◆ Problem details ◆
Copy out only the span from the line with "Q: Point to one spot on each instance of the asphalt" to the end of the data, both ends kept, word for word.
######
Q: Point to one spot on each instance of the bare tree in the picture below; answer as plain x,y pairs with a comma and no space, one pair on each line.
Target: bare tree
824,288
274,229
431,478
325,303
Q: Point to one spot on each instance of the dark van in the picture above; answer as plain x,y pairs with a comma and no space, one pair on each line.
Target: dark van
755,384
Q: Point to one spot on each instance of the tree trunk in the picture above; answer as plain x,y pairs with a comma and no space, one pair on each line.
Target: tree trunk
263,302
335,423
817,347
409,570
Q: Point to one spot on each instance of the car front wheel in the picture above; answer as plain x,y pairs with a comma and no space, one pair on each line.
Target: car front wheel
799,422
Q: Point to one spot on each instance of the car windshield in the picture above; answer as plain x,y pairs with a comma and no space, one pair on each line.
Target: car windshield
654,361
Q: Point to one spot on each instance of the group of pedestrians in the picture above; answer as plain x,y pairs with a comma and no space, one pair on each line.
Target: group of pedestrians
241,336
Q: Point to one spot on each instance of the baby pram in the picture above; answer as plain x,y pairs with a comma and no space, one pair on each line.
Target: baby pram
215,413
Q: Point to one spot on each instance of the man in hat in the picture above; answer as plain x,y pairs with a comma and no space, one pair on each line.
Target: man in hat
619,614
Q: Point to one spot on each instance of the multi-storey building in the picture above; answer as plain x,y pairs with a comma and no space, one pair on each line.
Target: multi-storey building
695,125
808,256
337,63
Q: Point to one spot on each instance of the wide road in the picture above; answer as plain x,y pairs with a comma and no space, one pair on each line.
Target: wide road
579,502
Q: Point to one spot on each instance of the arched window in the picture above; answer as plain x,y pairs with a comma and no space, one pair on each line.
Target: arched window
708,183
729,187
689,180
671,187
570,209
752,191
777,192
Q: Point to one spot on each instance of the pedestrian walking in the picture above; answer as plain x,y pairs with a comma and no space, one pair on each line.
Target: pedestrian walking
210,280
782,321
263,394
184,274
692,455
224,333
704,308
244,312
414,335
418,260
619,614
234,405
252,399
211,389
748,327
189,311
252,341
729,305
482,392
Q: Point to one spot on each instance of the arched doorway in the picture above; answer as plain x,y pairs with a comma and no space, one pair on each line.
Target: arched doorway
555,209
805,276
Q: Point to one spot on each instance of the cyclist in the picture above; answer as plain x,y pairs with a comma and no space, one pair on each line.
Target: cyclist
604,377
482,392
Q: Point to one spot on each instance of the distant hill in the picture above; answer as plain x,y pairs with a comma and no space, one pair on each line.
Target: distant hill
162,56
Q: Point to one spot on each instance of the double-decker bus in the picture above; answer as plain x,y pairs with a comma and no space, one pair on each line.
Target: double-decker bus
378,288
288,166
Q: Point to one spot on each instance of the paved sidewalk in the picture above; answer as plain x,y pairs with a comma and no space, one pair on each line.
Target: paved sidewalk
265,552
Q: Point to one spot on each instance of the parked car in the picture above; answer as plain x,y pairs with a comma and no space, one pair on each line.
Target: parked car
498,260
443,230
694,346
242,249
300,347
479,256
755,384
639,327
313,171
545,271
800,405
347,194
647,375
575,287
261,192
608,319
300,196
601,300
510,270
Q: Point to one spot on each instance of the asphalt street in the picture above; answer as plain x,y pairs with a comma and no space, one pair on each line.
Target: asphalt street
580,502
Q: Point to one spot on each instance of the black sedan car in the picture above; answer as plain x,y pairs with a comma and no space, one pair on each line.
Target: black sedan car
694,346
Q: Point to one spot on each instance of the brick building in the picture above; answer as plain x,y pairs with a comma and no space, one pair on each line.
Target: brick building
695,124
######
◆ Full output ◆
Q: Point to one spot on each instance of the asphalt street in the picture above; answer as plain x,y pairs with a comma and no space, one pair on each line.
Target: asphalt street
580,502
Q: Point to one spot on each instance of the black sedan car in the picture above; answer as plain x,y pairs with a comma and no space, one pair on each line.
Target: black sedan car
694,346
Q: Point to one spot on each instance of the brick building in the picture above; answer as plain x,y pairs with a comma and no space, one pair on each line.
Target: brick building
695,124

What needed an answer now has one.